• [GIVEN TASK A]
Reproduce the git bayesect thread from "(github.com)" up to and including "the algebra easier.".
• [GIVEN TASK B]
Answer these questions using the git bayesect thread:
(i) How many points does the submission have?
(ii) Which entropy did ajb use to get linear time?
(iii) According to __s, what can be a high constant overhead?
• [GIVEN TASK C]
Write the next part of the git bayesect thread, continuing on from its last comment.
***** QUOTED PASSAGE
Show HN: Git bayesect – Bayesian Git bisection for non-deterministic bugs

(github.com)

112 points | by hauntsaninja 4 days ago

6 comments

hauntsaninja 4 days ago
git bisect works great for tracking down regressions, but relies on the bug presenting deterministically. But what if the bug is non-deterministic? Or worse, your behaviour was always non-deterministic, but something has changed, e.g. your tests went from somewhat flaky to very flaky.
In addition to the repo linked in the title, I also wrote up a little bit of the math behind it here: https://hauntsaninja.github.io/git_bayesect.html
[-]
- ajb 14 minutes ago
  Nice! I implemented a similar thing a while back: https://github.com/Ealdwulf/BBChop
  I'm going to have to check out how you got linear time with Shannon entropy, because I used Renyi entropy to do that, to make the algebra easier.
  It's also possible to do it over the DAG, rather than a linear history - although that makes the code a lot more complicated. Unfortunately there doesn't seem to be a linear time cumulative sum algorithm over dags, so it's super linear in some cases.
- Myrmornis 2 hours ago
  This is really cool! Is there an alternative way of thinking about it involving a hidden markov model, looking for a change in value of an unknown latent P(fail)? Or does your approach end up being similar to whatever the appropriate Bayesian approach to the HMM would be?
supermdguy 3 days ago
Okay this is really fun and mathematically satisfying. Could even be useful for tough bugs that are technically deterministic, but you might not have precise reproduction steps.
Does it support running a test multiple times to get a probability for a single commit instead of just pass/fail? I guess you’d also need to take into account the number of trials to update the Beta properly.
[-]
- hauntsaninja 3 days ago
  Yay, I had fun with it too!
  IIUC the way you'd do that right now is just repeatedly recording the individual observations on a single commit, which effectively gives it a probability + the number of trials to do the Beta update. I don't yet have a CLI entrypoint to record a batch observation of (probability, num_trials), but it would be easy to add one
  But ofc part of the magic is that git_bayesect's commit selection tells you how to be maximally sample efficient, so you'd only want to do a batch record if your test has high constant overhead
  [-]
  - __s 49 minutes ago
    recompiling can be high constant overhead
    [-]
    - ajb 6 minutes ago
      In theory, the algorithm could deal with that by choosing the commit at each step, which gives the best expected information gain; divided by expected test time. In most cases it would be more efficient just to cache the compiled output though.
**********
***** LISTED RECORDS
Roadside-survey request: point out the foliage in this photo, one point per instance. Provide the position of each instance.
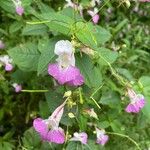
(120, 58)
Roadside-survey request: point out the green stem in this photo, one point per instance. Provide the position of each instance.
(38, 22)
(126, 136)
(97, 90)
(95, 102)
(34, 91)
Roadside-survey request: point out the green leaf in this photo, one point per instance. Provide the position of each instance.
(44, 109)
(46, 47)
(91, 35)
(14, 27)
(145, 82)
(92, 74)
(31, 140)
(106, 56)
(37, 29)
(111, 99)
(85, 35)
(126, 73)
(57, 22)
(7, 5)
(25, 56)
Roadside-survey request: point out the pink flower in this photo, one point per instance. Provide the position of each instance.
(82, 137)
(17, 87)
(64, 71)
(6, 61)
(49, 129)
(94, 2)
(144, 0)
(137, 102)
(94, 15)
(19, 8)
(74, 6)
(8, 67)
(2, 45)
(102, 138)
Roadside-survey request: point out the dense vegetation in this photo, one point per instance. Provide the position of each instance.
(109, 41)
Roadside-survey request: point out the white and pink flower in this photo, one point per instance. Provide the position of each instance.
(137, 102)
(49, 129)
(82, 137)
(64, 71)
(2, 45)
(19, 7)
(74, 6)
(102, 138)
(17, 87)
(6, 61)
(94, 14)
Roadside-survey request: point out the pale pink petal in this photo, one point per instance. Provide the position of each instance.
(84, 137)
(2, 45)
(132, 108)
(19, 10)
(8, 67)
(70, 74)
(41, 127)
(140, 103)
(18, 88)
(77, 82)
(95, 19)
(57, 114)
(56, 136)
(102, 140)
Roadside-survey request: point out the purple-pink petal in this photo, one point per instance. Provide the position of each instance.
(95, 19)
(70, 75)
(78, 81)
(136, 106)
(84, 137)
(8, 67)
(41, 127)
(102, 140)
(19, 10)
(56, 136)
(18, 88)
(132, 108)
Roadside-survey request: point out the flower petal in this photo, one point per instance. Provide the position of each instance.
(102, 140)
(79, 80)
(56, 136)
(132, 108)
(70, 74)
(57, 114)
(63, 46)
(41, 127)
(82, 137)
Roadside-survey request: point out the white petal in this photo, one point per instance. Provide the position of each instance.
(63, 46)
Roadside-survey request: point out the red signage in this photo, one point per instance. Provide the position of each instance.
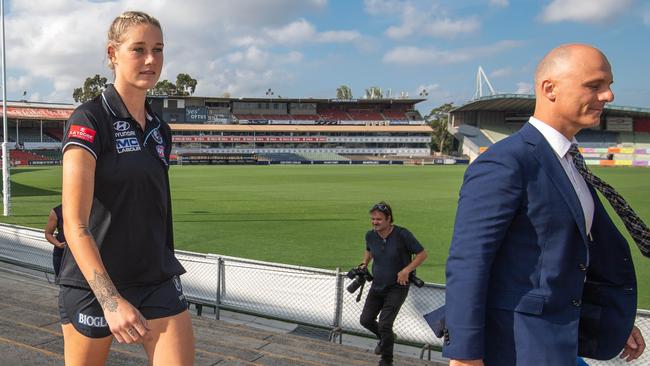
(37, 113)
(246, 139)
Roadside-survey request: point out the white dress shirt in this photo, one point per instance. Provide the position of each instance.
(560, 145)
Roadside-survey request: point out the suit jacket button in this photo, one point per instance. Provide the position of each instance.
(575, 303)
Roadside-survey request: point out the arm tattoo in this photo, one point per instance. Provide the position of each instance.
(105, 291)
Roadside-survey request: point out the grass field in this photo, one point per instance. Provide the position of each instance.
(313, 216)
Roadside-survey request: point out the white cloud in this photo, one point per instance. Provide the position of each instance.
(646, 18)
(418, 56)
(380, 7)
(296, 32)
(339, 37)
(584, 11)
(421, 20)
(524, 88)
(500, 3)
(53, 45)
(502, 72)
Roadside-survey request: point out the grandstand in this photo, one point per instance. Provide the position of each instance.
(621, 139)
(35, 130)
(307, 129)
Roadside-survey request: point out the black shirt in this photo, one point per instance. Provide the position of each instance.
(130, 218)
(390, 255)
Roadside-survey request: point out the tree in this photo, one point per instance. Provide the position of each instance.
(163, 87)
(93, 86)
(438, 118)
(185, 84)
(344, 92)
(374, 92)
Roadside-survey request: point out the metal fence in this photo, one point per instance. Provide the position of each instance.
(303, 295)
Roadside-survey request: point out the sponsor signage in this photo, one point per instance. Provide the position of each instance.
(38, 113)
(247, 139)
(622, 124)
(196, 114)
(82, 133)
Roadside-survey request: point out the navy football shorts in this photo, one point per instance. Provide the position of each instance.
(80, 307)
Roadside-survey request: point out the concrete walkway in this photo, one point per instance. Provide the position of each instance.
(30, 334)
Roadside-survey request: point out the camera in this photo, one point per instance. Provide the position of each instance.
(415, 280)
(359, 275)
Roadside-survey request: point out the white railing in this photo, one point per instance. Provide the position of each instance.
(304, 295)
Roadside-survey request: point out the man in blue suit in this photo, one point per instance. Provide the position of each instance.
(537, 272)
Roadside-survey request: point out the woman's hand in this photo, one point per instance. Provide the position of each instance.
(125, 321)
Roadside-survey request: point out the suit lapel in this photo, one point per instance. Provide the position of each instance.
(548, 159)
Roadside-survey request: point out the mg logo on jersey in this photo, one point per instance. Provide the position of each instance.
(177, 283)
(121, 125)
(127, 144)
(157, 136)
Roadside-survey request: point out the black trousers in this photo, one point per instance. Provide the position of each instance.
(385, 303)
(56, 263)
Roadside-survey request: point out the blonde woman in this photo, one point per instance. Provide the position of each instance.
(119, 276)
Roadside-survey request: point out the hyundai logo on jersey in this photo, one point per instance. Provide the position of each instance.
(127, 144)
(121, 125)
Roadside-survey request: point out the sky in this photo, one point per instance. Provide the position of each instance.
(308, 48)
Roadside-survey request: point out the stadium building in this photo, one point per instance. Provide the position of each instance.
(295, 129)
(35, 130)
(249, 130)
(621, 139)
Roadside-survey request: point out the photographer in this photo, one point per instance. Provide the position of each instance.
(391, 247)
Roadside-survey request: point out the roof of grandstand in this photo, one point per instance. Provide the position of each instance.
(298, 128)
(294, 100)
(24, 103)
(526, 103)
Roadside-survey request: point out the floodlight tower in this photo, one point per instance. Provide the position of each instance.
(6, 196)
(480, 78)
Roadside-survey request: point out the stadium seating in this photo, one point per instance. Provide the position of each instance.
(597, 138)
(305, 117)
(474, 135)
(395, 115)
(55, 133)
(335, 115)
(642, 139)
(22, 157)
(280, 117)
(325, 156)
(250, 116)
(366, 116)
(49, 153)
(282, 157)
(33, 135)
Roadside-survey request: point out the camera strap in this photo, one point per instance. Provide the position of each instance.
(361, 291)
(404, 255)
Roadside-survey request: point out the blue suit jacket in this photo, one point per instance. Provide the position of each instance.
(526, 285)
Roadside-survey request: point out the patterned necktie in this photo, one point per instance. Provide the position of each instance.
(637, 229)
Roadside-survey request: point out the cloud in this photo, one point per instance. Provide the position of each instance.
(419, 20)
(584, 11)
(500, 3)
(524, 88)
(383, 7)
(499, 73)
(646, 18)
(418, 56)
(53, 45)
(295, 32)
(302, 31)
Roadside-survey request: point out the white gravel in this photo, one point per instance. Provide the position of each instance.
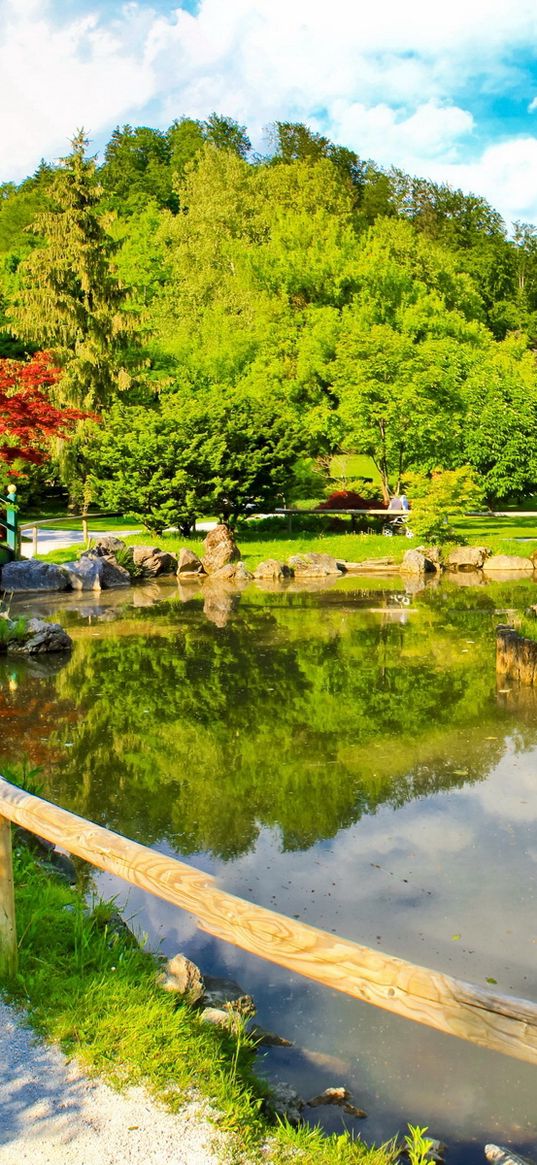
(50, 1113)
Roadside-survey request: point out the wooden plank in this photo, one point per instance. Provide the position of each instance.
(497, 1022)
(8, 950)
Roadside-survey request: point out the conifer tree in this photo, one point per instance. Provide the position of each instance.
(69, 299)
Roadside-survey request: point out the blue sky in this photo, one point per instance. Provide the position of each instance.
(442, 91)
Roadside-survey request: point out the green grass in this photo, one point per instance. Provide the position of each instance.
(94, 991)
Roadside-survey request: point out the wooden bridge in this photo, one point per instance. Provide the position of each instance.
(501, 1023)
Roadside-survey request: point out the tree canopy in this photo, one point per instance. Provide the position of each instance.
(186, 281)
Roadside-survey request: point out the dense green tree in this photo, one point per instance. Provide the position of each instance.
(136, 168)
(291, 141)
(68, 298)
(500, 433)
(210, 452)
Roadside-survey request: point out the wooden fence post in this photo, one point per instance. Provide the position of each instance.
(8, 948)
(11, 521)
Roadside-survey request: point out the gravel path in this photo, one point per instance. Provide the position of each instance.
(50, 1113)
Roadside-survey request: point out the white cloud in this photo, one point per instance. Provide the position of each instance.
(504, 174)
(383, 78)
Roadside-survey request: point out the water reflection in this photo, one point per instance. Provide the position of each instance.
(341, 756)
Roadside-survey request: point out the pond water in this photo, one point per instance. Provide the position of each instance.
(341, 755)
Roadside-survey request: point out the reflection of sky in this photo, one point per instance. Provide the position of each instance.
(447, 881)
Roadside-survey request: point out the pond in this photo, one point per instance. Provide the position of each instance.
(343, 755)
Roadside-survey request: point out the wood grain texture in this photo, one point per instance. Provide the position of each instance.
(8, 950)
(497, 1022)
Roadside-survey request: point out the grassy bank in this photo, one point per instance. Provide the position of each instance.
(90, 987)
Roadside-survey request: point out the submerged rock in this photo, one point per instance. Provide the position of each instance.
(466, 558)
(85, 573)
(503, 1156)
(417, 562)
(507, 563)
(315, 566)
(340, 1096)
(227, 995)
(285, 1102)
(273, 570)
(182, 978)
(233, 572)
(40, 637)
(107, 545)
(154, 562)
(189, 564)
(34, 576)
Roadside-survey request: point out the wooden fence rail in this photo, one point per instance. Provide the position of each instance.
(497, 1022)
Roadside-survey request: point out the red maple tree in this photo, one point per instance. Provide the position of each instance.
(28, 418)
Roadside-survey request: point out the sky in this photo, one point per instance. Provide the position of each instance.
(442, 91)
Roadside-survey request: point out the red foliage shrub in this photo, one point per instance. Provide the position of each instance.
(28, 418)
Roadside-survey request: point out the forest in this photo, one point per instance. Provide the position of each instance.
(211, 326)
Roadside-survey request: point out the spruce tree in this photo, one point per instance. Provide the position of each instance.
(69, 298)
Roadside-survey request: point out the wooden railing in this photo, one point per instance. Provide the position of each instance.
(497, 1022)
(46, 522)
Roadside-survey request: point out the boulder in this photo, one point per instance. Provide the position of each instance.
(41, 637)
(507, 563)
(107, 545)
(220, 549)
(416, 562)
(85, 574)
(273, 570)
(466, 558)
(233, 572)
(182, 978)
(154, 562)
(315, 566)
(189, 564)
(34, 576)
(113, 574)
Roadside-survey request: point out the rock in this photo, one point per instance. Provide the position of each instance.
(285, 1102)
(503, 1156)
(113, 574)
(416, 562)
(273, 570)
(85, 574)
(113, 925)
(339, 1096)
(383, 565)
(217, 1017)
(220, 549)
(154, 562)
(466, 558)
(41, 637)
(189, 564)
(268, 1038)
(107, 545)
(63, 865)
(508, 563)
(227, 995)
(233, 572)
(313, 566)
(34, 576)
(183, 978)
(219, 602)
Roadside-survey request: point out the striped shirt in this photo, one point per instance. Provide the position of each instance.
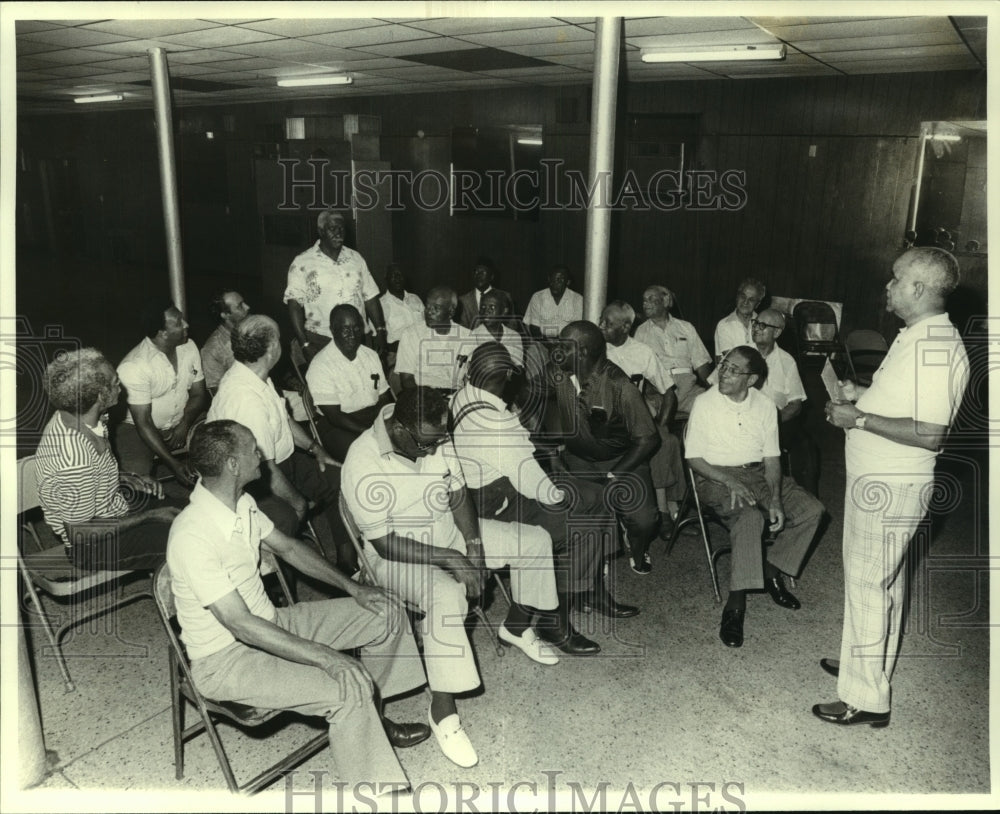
(75, 482)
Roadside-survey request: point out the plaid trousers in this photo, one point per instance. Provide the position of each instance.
(881, 514)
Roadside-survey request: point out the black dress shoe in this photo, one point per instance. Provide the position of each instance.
(603, 602)
(846, 715)
(832, 666)
(573, 644)
(775, 586)
(731, 629)
(404, 735)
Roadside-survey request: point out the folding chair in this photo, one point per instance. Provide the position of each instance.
(50, 571)
(368, 574)
(182, 688)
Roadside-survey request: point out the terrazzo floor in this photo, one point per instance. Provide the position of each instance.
(665, 717)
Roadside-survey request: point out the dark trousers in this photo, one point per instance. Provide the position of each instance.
(101, 545)
(581, 529)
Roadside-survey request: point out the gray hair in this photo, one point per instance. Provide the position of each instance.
(75, 380)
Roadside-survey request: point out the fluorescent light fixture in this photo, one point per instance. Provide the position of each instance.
(107, 97)
(309, 81)
(738, 53)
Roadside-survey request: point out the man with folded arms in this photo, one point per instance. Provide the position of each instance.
(243, 649)
(405, 489)
(732, 445)
(347, 382)
(506, 483)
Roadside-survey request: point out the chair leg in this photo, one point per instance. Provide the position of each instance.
(53, 639)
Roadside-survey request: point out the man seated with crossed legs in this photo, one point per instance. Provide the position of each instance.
(404, 486)
(732, 445)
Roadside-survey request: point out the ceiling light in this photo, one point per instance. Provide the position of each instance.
(732, 54)
(308, 81)
(107, 97)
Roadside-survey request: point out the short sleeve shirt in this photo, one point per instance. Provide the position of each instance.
(335, 380)
(318, 284)
(677, 345)
(637, 359)
(254, 403)
(724, 432)
(605, 415)
(433, 359)
(386, 492)
(213, 551)
(400, 314)
(923, 377)
(149, 377)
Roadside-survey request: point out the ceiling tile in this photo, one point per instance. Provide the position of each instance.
(150, 29)
(219, 37)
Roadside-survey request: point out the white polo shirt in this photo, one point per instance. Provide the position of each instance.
(728, 433)
(244, 397)
(149, 377)
(213, 551)
(386, 492)
(334, 379)
(433, 359)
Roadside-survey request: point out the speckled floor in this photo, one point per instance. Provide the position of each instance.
(666, 717)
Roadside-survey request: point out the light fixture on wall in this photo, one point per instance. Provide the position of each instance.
(737, 53)
(310, 81)
(107, 97)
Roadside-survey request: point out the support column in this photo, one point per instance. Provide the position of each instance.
(607, 42)
(168, 173)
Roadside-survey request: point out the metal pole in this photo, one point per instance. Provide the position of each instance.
(602, 141)
(168, 173)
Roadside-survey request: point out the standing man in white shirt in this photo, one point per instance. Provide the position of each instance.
(894, 434)
(732, 446)
(553, 308)
(735, 330)
(347, 383)
(676, 344)
(326, 275)
(434, 353)
(166, 394)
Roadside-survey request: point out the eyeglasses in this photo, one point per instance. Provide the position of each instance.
(729, 369)
(756, 323)
(425, 446)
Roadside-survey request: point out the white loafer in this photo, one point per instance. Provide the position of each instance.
(453, 741)
(529, 644)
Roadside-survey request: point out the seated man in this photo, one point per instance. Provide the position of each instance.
(784, 387)
(552, 308)
(734, 330)
(243, 649)
(166, 394)
(347, 382)
(641, 365)
(732, 445)
(230, 309)
(609, 433)
(506, 483)
(402, 309)
(426, 544)
(247, 395)
(676, 344)
(434, 354)
(470, 303)
(108, 519)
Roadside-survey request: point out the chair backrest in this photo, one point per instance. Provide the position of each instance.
(816, 321)
(866, 339)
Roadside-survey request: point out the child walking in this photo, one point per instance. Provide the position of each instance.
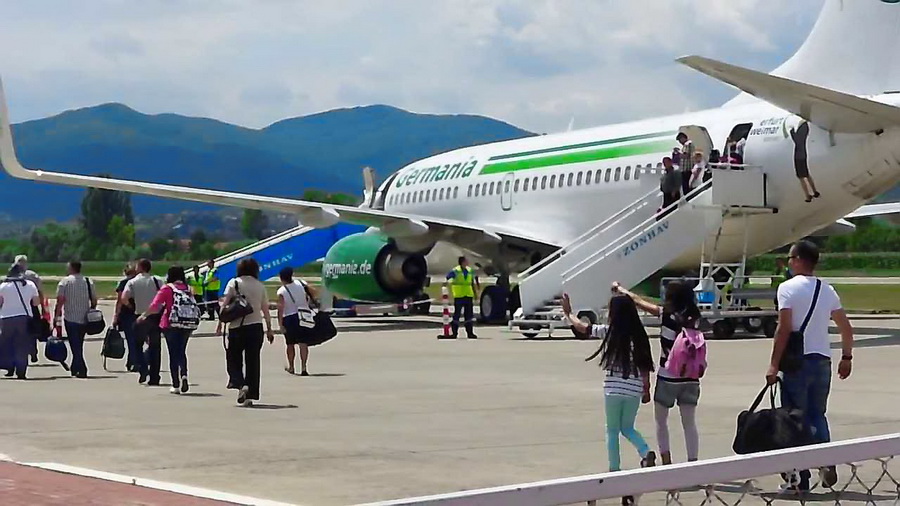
**********
• [TASK OUTPUT A]
(github.com)

112 points | by hauntsaninja 4 days ago

6 comments

hauntsaninja 4 days ago
git bisect works great for tracking down regressions, but relies on the bug presenting deterministically. But what if the bug is non-deterministic? Or worse, your behaviour was always non-deterministic, but something has changed, e.g. your tests went from somewhat flaky to very flaky.
In addition to the repo linked in the title, I also wrote up a little bit of the math behind it here: https://hauntsaninja.github.io/git_bayesect.html
[-]
- ajb 14 minutes ago
  Nice! I implemented a similar thing a while back: https://github.com/Ealdwulf/BBChop
  I'm going to have to check out how you got linear time with Shannon entropy, because I used Renyi entropy to do that, to make the algebra easier.

• [TASK OUTPUT B]
(i) 112
(ii) Renyi entropy
(iii) Recompiling

• [TASK OUTPUT C]
SugarReflex 33 minutes ago
I hope this comment is not out of place, but I am wondering what the application for all this is? How can this help us or what does it teach us or help us prove? I am asking out of genuine curiosity as I barely understand it but I believe it has something to do with probability.
[-]
- Retr0id 14 minutes ago
  If you're git bisecting a flakey test, normally your only option is to run the test many times until you're ~certain it's either flakey or not flakey. If your test suite is slow, this can take a long time.
  One way to think about the tool presented is that it minimizes the number of times you'd need to run your test suite, to locate the bad commit.
- augusto-moura 26 minutes ago
  The writeup [1] linked on the README has examples and a better explanation
  [1]: https://hauntsaninja.github.io/git_bayesect.html
- curuinor 26 minutes ago
  Bayesian inference is, to be overly simple, a way to write probabilistic if-statements and fit them from data. The "if" statement in this case is "if the bug is there...", and of course it's often the case that in actual software that if statement is probabilistic in nature. This thing does git bisect with a flaky bug with bayesian inference handling the flakiness to get you a decent estimate of where the bug is in the git history. It seems to be usable, or at least as usable as a Show HN thingy is expected to be.
Retr0id 2 hours ago
Super cool!
A related situation I was in recently was where I was trying to bisect a perf regression, but the benchmarks themselves were quite noisy, making it hard to tell whether I was looking at a "good" vs "bad" commit without repeated trials (in practice I just did repeats).
I could pick a threshold and use bayesect as described, but that involves throwing away information. How hard would it be to generalize this to let me plug in a raw benchmark score at each step?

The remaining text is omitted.